▶ **Requirement**
Return the records exactly, with nothing added.
[Opening Dataset content section]
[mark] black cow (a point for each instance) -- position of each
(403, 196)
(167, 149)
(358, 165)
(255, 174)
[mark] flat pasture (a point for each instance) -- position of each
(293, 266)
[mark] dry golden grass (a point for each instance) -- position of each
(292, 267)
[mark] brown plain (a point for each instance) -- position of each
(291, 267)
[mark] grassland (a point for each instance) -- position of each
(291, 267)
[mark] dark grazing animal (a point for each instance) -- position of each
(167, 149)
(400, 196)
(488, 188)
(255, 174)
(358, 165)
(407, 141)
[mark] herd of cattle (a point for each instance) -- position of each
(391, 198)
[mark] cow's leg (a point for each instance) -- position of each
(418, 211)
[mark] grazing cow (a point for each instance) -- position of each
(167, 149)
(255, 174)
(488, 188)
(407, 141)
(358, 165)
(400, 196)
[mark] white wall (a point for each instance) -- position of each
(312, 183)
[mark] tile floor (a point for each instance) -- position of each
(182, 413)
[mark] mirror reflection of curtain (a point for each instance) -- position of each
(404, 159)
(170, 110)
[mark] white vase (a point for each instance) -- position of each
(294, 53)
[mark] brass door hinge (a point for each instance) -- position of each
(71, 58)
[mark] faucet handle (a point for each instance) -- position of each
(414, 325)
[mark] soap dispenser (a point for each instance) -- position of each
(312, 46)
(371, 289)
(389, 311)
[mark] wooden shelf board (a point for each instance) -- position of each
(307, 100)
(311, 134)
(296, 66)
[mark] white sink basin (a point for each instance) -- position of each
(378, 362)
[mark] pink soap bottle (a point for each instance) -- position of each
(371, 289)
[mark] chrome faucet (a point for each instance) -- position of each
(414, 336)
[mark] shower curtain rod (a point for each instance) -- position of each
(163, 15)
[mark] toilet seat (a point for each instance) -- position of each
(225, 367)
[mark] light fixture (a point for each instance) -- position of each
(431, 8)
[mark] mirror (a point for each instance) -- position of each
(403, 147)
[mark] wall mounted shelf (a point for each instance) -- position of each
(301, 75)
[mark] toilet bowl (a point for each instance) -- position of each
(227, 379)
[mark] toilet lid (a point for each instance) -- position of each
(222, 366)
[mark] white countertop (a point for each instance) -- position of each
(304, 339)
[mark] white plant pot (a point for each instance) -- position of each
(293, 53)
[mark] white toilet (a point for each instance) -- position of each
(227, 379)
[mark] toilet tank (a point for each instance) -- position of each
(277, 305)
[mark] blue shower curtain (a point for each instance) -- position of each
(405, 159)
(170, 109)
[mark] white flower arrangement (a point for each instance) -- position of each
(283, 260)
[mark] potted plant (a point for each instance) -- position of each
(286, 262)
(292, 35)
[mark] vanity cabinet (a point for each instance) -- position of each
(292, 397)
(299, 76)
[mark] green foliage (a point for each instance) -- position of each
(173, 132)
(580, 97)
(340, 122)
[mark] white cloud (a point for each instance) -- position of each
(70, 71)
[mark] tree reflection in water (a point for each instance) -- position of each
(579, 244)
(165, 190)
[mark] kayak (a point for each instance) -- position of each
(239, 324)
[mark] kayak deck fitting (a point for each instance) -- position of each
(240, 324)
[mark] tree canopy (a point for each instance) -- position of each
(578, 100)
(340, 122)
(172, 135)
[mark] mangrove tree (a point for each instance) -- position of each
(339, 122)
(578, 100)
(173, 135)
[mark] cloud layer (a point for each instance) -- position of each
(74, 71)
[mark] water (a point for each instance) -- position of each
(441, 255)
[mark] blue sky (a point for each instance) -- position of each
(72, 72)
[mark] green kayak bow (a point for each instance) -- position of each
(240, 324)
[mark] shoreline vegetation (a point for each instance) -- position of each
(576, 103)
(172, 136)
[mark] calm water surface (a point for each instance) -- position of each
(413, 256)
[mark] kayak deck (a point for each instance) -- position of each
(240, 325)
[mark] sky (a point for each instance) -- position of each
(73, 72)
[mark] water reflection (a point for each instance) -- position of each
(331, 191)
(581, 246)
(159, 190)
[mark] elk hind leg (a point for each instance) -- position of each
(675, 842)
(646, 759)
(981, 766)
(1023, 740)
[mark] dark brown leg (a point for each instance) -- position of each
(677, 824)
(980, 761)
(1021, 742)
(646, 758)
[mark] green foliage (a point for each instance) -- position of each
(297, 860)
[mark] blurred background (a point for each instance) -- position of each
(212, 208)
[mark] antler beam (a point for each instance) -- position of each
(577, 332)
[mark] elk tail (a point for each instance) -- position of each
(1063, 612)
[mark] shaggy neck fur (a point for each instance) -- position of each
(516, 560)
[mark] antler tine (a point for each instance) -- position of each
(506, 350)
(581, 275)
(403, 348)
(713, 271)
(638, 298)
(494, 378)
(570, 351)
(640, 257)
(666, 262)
[Closing Dataset content section]
▶ **Answer space**
[mark] black cow (a point for each instance) -- position of each
(403, 196)
(167, 149)
(358, 165)
(255, 174)
[mark] flat pasture (a point for each instance) -- position of each
(293, 266)
[mark] dry golden grass (a point for each instance) -- position of each
(292, 267)
[mark] brown plain (a point for each instance) -- position of each
(291, 267)
[mark] grassland (a point for each instance) -- position of each
(291, 267)
[mark] dark grazing animal (a point for each instance) -- position of each
(167, 149)
(400, 196)
(488, 188)
(255, 174)
(358, 165)
(407, 141)
[mark] herd of cattle (a point for each instance) -- position of each
(391, 198)
[mark] cow's leg (a point for each instance) -- position of each
(418, 211)
[mark] grazing cow (a point for each instance) -- position of each
(167, 149)
(255, 174)
(488, 188)
(407, 141)
(358, 165)
(400, 196)
[mark] white wall (a point for each instance) -- position of each
(312, 183)
[mark] tile floor (a point for each instance) -- position of each
(182, 413)
[mark] mirror reflection of curtain (a point for each instance) -- position of each
(404, 159)
(170, 110)
[mark] white vase (a point for each instance) -- position of each
(294, 53)
[mark] brass door hinge (a point for each instance) -- position of each
(71, 58)
[mark] faucet handle (a point for each instance) -- position of each
(414, 325)
[mark] soap dispenser (a point for each instance) -- position of each
(312, 46)
(371, 289)
(389, 311)
[mark] wooden shelf board (a point for each instance) -- position of each
(307, 100)
(311, 134)
(296, 66)
[mark] white sink basin (a point for each instance) -- position of each
(378, 362)
[mark] pink soap bottle (a point for each instance) -- position of each
(371, 289)
[mark] chrome faucet (a point for each instance) -- position of each
(414, 336)
[mark] shower curtain rod (a point for each instance) -- position of each
(163, 15)
[mark] toilet seat (a point for each instance) -- position of each
(225, 367)
[mark] light fixture (a point for each instance) -- position of each
(431, 8)
[mark] mirror (a point for each instance) -- position of each
(403, 147)
[mark] wall mounted shelf (a point for each instance) -- position of each
(301, 75)
[mark] toilet bowl (a point for each instance) -- position of each
(227, 379)
[mark] toilet lid (a point for each instance) -- position of each
(222, 366)
[mark] white countertop (a point for each instance) -- position of each
(304, 339)
[mark] white plant pot (a point for each instance) -- position of each
(293, 53)
[mark] white toilet (a point for each instance) -- position of each
(227, 379)
[mark] toilet tank (a point for each instance) -- position of each
(277, 305)
[mark] blue shower curtain (a point for each instance) -- position of each
(405, 159)
(170, 109)
[mark] white flower arrangement (a point for each instance) -- position of each
(283, 260)
[mark] potted plant (a point for each instance) -- position of each
(286, 262)
(292, 35)
[mark] vanity cabinet (a point for each instance) -- position of each
(292, 397)
(299, 76)
[mark] green foliage (a point for each instance) -- position of each
(173, 132)
(580, 97)
(340, 122)
[mark] white cloud (a point for each instance) -- position of each
(70, 71)
[mark] tree reflection in water (a point for each instance) -- position of each
(579, 244)
(165, 190)
[mark] kayak (a point for each instance) -- position of each
(239, 324)
[mark] kayak deck fitting (a point for each instance) -- position of each
(240, 324)
[mark] tree canopy (a point for each instance) -- position of each
(578, 100)
(340, 122)
(172, 135)
[mark] mangrove tree (a point for each instance) -- position of each
(339, 122)
(578, 100)
(173, 135)
[mark] cloud layer (a point for each instance) -- position of each
(74, 71)
[mark] water (a point for each instance) -- position of each
(441, 255)
[mark] blue sky (a point for each instance) -- position of each
(72, 72)
[mark] green kayak bow (a point for each instance) -- position of each
(240, 324)
[mark] shoreline vegetation (a point for each instance) -- position of each
(576, 103)
(172, 136)
[mark] calm water surface (a point for each instance) -- position of each
(413, 256)
[mark] kayak deck (a point for each instance) -- position of each
(240, 325)
[mark] sky (a point for each instance) -- position of each
(73, 72)
[mark] water reflection (a point for each instance) -- position of each
(331, 191)
(581, 246)
(159, 190)
[mark] elk hind leg (a point for each instance) -- position of each
(675, 842)
(646, 759)
(981, 766)
(1023, 740)
[mark] dark brown leg (a point for each instance) -- position of each
(677, 824)
(980, 761)
(1021, 742)
(646, 758)
[mark] green foliage (a point for each instance) -- position of each
(297, 860)
[mark] blurred background (a point for each instance) -- position of each
(212, 208)
[mark] antler beam (a point for each instance) -- position of each
(577, 332)
[mark] elk tail (a point for each instance) -- position of each
(1063, 612)
[mark] shaggy neck fur (a point for each instance) -- position of each
(516, 560)
[mark] antler tine (a point for each instance) -- position of each
(506, 350)
(581, 275)
(403, 348)
(713, 271)
(638, 298)
(494, 378)
(570, 351)
(640, 257)
(666, 262)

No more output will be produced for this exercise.